**Objective:** Convert the records below into a Markdown table with two columns, Row for the line number and Text for the line itself, leaving out any blank lines.

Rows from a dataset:
#####
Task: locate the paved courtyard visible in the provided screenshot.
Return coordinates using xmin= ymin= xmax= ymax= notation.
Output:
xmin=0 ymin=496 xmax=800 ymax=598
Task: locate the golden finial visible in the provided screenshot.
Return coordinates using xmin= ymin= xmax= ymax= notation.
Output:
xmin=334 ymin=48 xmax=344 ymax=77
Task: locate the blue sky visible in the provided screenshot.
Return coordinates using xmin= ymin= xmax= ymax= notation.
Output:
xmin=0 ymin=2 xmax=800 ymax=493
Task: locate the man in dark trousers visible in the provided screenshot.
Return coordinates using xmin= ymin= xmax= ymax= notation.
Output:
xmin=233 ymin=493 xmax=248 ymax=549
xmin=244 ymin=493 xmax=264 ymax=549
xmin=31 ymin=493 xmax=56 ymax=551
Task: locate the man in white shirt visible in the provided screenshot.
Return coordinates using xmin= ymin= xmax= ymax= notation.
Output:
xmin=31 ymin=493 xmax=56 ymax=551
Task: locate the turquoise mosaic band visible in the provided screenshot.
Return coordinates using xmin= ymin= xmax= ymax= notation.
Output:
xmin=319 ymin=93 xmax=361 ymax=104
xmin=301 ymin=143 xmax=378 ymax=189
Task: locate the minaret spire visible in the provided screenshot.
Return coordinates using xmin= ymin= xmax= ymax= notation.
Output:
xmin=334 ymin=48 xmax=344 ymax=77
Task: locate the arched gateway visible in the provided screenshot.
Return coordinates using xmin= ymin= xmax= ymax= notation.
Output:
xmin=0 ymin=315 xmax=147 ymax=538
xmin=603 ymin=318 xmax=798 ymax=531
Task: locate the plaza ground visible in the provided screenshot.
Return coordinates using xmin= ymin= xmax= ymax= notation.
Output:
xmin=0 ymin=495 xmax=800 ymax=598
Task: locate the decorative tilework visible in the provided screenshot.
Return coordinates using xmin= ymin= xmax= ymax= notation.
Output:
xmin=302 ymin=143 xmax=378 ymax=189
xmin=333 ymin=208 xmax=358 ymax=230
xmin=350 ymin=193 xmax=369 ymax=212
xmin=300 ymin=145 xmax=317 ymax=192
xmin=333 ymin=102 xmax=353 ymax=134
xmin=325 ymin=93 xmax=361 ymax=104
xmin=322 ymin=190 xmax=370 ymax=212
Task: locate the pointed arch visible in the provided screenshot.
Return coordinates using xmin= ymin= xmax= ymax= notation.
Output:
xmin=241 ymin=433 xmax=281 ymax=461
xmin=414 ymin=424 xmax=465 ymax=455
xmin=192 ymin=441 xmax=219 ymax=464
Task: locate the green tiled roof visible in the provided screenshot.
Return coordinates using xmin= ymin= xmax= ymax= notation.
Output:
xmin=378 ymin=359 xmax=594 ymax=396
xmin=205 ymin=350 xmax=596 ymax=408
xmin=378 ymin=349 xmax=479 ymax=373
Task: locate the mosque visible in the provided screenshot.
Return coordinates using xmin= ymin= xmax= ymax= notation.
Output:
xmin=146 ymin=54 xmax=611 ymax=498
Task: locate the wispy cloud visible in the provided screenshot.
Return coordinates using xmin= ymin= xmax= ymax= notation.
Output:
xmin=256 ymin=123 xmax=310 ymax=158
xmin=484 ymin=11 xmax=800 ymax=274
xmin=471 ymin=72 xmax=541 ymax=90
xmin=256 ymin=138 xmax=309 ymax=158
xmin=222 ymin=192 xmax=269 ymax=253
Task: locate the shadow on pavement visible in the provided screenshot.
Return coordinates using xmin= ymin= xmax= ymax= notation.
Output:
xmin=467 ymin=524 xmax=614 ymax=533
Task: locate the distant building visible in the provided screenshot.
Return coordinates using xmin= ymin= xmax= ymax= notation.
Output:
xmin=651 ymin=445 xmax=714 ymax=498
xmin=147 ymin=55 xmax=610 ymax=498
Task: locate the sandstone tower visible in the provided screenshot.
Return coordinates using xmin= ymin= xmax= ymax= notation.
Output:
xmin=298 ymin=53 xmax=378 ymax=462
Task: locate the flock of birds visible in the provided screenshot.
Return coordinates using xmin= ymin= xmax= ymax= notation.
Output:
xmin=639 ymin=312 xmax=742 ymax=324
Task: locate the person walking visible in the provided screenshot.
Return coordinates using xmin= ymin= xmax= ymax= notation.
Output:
#####
**Result of the exercise:**
| Row | Text |
|---|---|
| 1 | Task: locate the paved courtyard visible in the provided screenshot. |
| 2 | Return coordinates using xmin= ymin= xmax= ymax= notation. |
| 3 | Output: |
| 4 | xmin=0 ymin=496 xmax=800 ymax=598 |
| 5 | Task: locate the golden finial visible in the provided screenshot. |
| 6 | Return coordinates using xmin= ymin= xmax= ymax= notation. |
| 7 | Output: |
| 8 | xmin=334 ymin=48 xmax=344 ymax=77 |
| 9 | Task: locate the blue sky visible in the provided screenshot. |
| 10 | Return coordinates using xmin= ymin= xmax= ymax= notation. |
| 11 | Output: |
| 12 | xmin=0 ymin=2 xmax=800 ymax=493 |
| 13 | Task: locate the man in dark trousers visible in the provided screenshot. |
| 14 | Return coordinates using xmin= ymin= xmax= ymax= notation. |
| 15 | Output: |
| 16 | xmin=233 ymin=493 xmax=248 ymax=549 |
| 17 | xmin=244 ymin=493 xmax=264 ymax=549 |
| 18 | xmin=31 ymin=493 xmax=56 ymax=551 |
| 19 | Task: locate the man in white shirt visible in the provided screenshot. |
| 20 | Return coordinates using xmin= ymin= xmax= ymax= notation. |
| 21 | Output: |
| 22 | xmin=31 ymin=493 xmax=56 ymax=551 |
| 23 | Task: locate the turquoise mosaic band visible in the provided screenshot. |
| 24 | Return coordinates using xmin= ymin= xmax= ymax= notation. |
| 25 | Output: |
| 26 | xmin=319 ymin=93 xmax=361 ymax=104 |
| 27 | xmin=301 ymin=143 xmax=378 ymax=189 |
| 28 | Task: locate the minaret spire visible in the provided screenshot. |
| 29 | Return coordinates using xmin= ymin= xmax= ymax= notation. |
| 30 | Output: |
| 31 | xmin=334 ymin=48 xmax=344 ymax=77 |
| 32 | Task: locate the arched gateway visible in the provided screenshot. |
| 33 | Return coordinates using xmin= ymin= xmax= ymax= notation. |
| 34 | Output: |
| 35 | xmin=0 ymin=315 xmax=147 ymax=538 |
| 36 | xmin=603 ymin=318 xmax=798 ymax=531 |
| 37 | Task: locate the plaza ground visible in the provided screenshot. |
| 38 | Return coordinates using xmin= ymin= xmax= ymax= notation. |
| 39 | Output: |
| 40 | xmin=0 ymin=495 xmax=800 ymax=598 |
| 41 | Task: locate the decorative tilework visible in the provided screenshot. |
| 42 | Return coordinates using xmin= ymin= xmax= ymax= notation. |
| 43 | Output: |
| 44 | xmin=302 ymin=143 xmax=378 ymax=189 |
| 45 | xmin=333 ymin=208 xmax=358 ymax=230 |
| 46 | xmin=350 ymin=193 xmax=369 ymax=212 |
| 47 | xmin=300 ymin=145 xmax=317 ymax=192 |
| 48 | xmin=333 ymin=102 xmax=353 ymax=134 |
| 49 | xmin=325 ymin=93 xmax=361 ymax=104 |
| 50 | xmin=322 ymin=190 xmax=370 ymax=212 |
| 51 | Task: locate the pointed arch visible in the provided screenshot. |
| 52 | Return coordinates using xmin= ymin= xmax= ymax= notation. |
| 53 | Output: |
| 54 | xmin=241 ymin=433 xmax=281 ymax=461 |
| 55 | xmin=414 ymin=424 xmax=465 ymax=455 |
| 56 | xmin=192 ymin=441 xmax=219 ymax=464 |
| 57 | Task: locate the green tiled roof visible in the provided screenshot. |
| 58 | Return coordinates using xmin= ymin= xmax= ymax= notation. |
| 59 | Output: |
| 60 | xmin=378 ymin=359 xmax=594 ymax=396 |
| 61 | xmin=205 ymin=350 xmax=596 ymax=408 |
| 62 | xmin=378 ymin=349 xmax=479 ymax=373 |
| 63 | Task: locate the mosque visible in the provided screenshot. |
| 64 | Return coordinates using xmin= ymin= xmax= ymax= notation. |
| 65 | Output: |
| 66 | xmin=146 ymin=54 xmax=611 ymax=498 |
| 67 | Task: locate the wispy cloud visible in the provided screenshot. |
| 68 | Return coordinates using xmin= ymin= xmax= ymax= notation. |
| 69 | Output: |
| 70 | xmin=256 ymin=123 xmax=310 ymax=158 |
| 71 | xmin=484 ymin=11 xmax=800 ymax=274 |
| 72 | xmin=471 ymin=72 xmax=541 ymax=90 |
| 73 | xmin=256 ymin=138 xmax=309 ymax=158 |
| 74 | xmin=222 ymin=192 xmax=269 ymax=253 |
| 75 | Task: locate the shadow on pavement visible in the provided screenshot. |
| 76 | Return coordinates using xmin= ymin= xmax= ymax= notation. |
| 77 | Output: |
| 78 | xmin=467 ymin=524 xmax=614 ymax=533 |
| 79 | Task: locate the distant building visible in the provided screenshot. |
| 80 | Return coordinates using xmin= ymin= xmax= ymax= notation. |
| 81 | Output: |
| 82 | xmin=651 ymin=445 xmax=714 ymax=498 |
| 83 | xmin=147 ymin=55 xmax=610 ymax=498 |
| 84 | Task: locate the sandstone tower visible in the provided screenshot. |
| 85 | Return coordinates using xmin= ymin= xmax= ymax= notation. |
| 86 | Output: |
| 87 | xmin=298 ymin=53 xmax=378 ymax=462 |
| 88 | Task: locate the flock of birds visible in the provided screenshot. |
| 89 | Return coordinates using xmin= ymin= xmax= ymax= notation. |
| 90 | Output: |
| 91 | xmin=639 ymin=312 xmax=742 ymax=324 |
| 92 | Task: locate the person walking visible in the provided screenshot. |
| 93 | Return coordinates using xmin= ymin= xmax= ymax= notation. |
| 94 | Output: |